- _What the exercise asks_:
Reproduce the listing below word for word, leaving out no line and changing nothing.

- _Stored rows_:
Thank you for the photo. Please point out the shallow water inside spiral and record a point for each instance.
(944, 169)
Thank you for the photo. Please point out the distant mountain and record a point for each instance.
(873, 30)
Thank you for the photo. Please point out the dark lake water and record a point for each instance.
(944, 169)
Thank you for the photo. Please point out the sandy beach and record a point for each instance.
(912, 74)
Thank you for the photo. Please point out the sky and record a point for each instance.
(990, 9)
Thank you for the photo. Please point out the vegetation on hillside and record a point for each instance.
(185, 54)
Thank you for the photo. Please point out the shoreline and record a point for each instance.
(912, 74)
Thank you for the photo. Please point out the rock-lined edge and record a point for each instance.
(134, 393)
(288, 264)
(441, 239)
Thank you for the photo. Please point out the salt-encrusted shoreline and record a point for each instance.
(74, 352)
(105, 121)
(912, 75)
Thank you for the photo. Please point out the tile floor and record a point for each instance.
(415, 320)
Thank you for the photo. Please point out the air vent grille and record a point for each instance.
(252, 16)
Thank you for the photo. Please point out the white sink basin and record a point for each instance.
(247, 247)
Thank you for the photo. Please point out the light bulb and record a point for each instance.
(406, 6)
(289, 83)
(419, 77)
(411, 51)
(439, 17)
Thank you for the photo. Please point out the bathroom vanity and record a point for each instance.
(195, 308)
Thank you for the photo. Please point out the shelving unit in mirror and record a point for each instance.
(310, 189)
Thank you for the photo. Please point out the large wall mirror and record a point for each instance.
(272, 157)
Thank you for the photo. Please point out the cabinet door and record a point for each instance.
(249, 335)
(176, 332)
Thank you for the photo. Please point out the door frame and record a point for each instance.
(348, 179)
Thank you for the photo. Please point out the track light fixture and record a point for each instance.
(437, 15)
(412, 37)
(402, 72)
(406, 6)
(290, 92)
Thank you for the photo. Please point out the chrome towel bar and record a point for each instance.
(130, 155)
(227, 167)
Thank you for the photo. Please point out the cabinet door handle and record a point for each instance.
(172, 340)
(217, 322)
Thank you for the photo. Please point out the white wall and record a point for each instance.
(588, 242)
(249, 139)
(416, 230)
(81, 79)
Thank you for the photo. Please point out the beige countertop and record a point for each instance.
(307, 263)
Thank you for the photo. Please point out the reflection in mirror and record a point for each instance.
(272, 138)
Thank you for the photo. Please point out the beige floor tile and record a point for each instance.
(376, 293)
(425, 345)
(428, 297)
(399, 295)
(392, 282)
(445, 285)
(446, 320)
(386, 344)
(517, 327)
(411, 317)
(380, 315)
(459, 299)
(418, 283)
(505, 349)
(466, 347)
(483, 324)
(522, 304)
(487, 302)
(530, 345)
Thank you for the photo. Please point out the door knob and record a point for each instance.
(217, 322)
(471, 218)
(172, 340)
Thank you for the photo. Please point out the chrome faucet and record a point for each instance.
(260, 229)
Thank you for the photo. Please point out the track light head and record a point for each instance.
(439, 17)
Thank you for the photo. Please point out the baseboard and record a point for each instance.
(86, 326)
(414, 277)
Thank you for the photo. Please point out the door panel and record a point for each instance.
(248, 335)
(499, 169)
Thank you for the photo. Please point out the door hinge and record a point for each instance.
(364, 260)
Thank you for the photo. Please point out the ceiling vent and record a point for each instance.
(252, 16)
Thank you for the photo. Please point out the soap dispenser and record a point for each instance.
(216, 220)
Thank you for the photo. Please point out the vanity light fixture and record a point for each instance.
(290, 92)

- _Finished exercise_:
Thank you for the photo. Please point out the shallow water inside spiral and record a point for each instance.
(944, 169)
Thank you for the photo. Please point out the distant mountain and record a point for each instance.
(873, 30)
Thank you for the photo. Please point out the dark lake water and record a point for each instance.
(944, 169)
Thank you for the photo. Please point out the sandy beach and record a point for each instance.
(912, 74)
Thank you for the photo. Please point out the sky and record a point for each instance.
(990, 9)
Thank you for the photo. Please point out the vegetation on hillside and record a point for each instance.
(185, 54)
Thank you for the photo. Please point out the shoreline and record a point for each instance.
(912, 74)
Thank you for the photo. Please point out the rock-lined edge and record a point for each instance.
(134, 393)
(288, 264)
(441, 239)
Thank you for the photo. Please point out the salt-encrusted shoreline and record a point for each instance.
(74, 352)
(105, 121)
(912, 75)
Thank you for the photo. Please point out the tile floor and record a point for each instance.
(415, 320)
Thank you for the photo. Please point out the air vent grille and record a point for each instance.
(252, 16)
Thank you for the photo. Please point out the white sink basin and record a point for each instance.
(247, 247)
Thank you for the photo. Please point out the light bulb and record a point for each instance.
(406, 6)
(289, 83)
(419, 77)
(411, 51)
(439, 17)
Thank you for the photo. Please point out the bathroom vanity and record a point for each instance.
(195, 308)
Thank you for the photo. Please point out the shelving unit in mirror and record a point for each instance.
(310, 189)
Thank you for the photo. Please point out the large wall mirror and record a point for each instance.
(272, 157)
Thank you for the photo. Please point out the cabinet door and record a point for each instance.
(249, 335)
(176, 332)
Thank you for the photo. Please point out the door frame and record a point for each instance.
(348, 179)
Thank you for the photo. Please point out the track light fixture and record a point for each instance.
(437, 15)
(412, 37)
(402, 72)
(406, 6)
(290, 92)
Thank you for the photo. Please point out the chrome towel bar and record a point for each instance.
(130, 155)
(227, 167)
Thank you for the photo. Please point out the cabinet door handle and record a point for each instance.
(172, 340)
(217, 322)
Thank you for the photo. Please point out the white wall and record a point for each instance.
(588, 242)
(249, 139)
(416, 230)
(81, 79)
Thank you for the photo. Please point out the beige countertop and record a point for each instance.
(307, 263)
Thank you for the photo. Please point out the reflection in mirror and record a point for each instance.
(272, 138)
Thank you for the photo. Please point out the beige floor tile and record a point for each instance.
(376, 293)
(425, 345)
(428, 297)
(399, 295)
(392, 282)
(445, 285)
(446, 320)
(386, 344)
(517, 327)
(411, 317)
(380, 315)
(459, 299)
(418, 283)
(505, 349)
(466, 347)
(483, 324)
(522, 304)
(487, 302)
(530, 345)
Thank you for the photo. Please point out the door knob and record a point for each instance.
(217, 322)
(471, 218)
(172, 340)
Thank you for the photo. Please point out the chrome faucet and record a point for each instance.
(260, 229)
Thank you for the photo. Please point out the track light head and record a point for each instance.
(439, 17)
Thank you for the photo. Please point out the baseboard and record a point for each instance.
(86, 326)
(414, 277)
Thank you for the photo. Please point out the door panel and record a point for each instance.
(248, 335)
(499, 169)
Thank you for the photo. Please point out the door hinge and record a point for each instance.
(364, 260)
Thank you for the photo. Please point out the ceiling vent and record a point for each instance.
(252, 16)
Thank you for the photo. Please point out the soap dispenser and record a point for each instance.
(216, 220)
Thank you for the photo. Please point out the vanity light fixture and record a point for each instance.
(290, 92)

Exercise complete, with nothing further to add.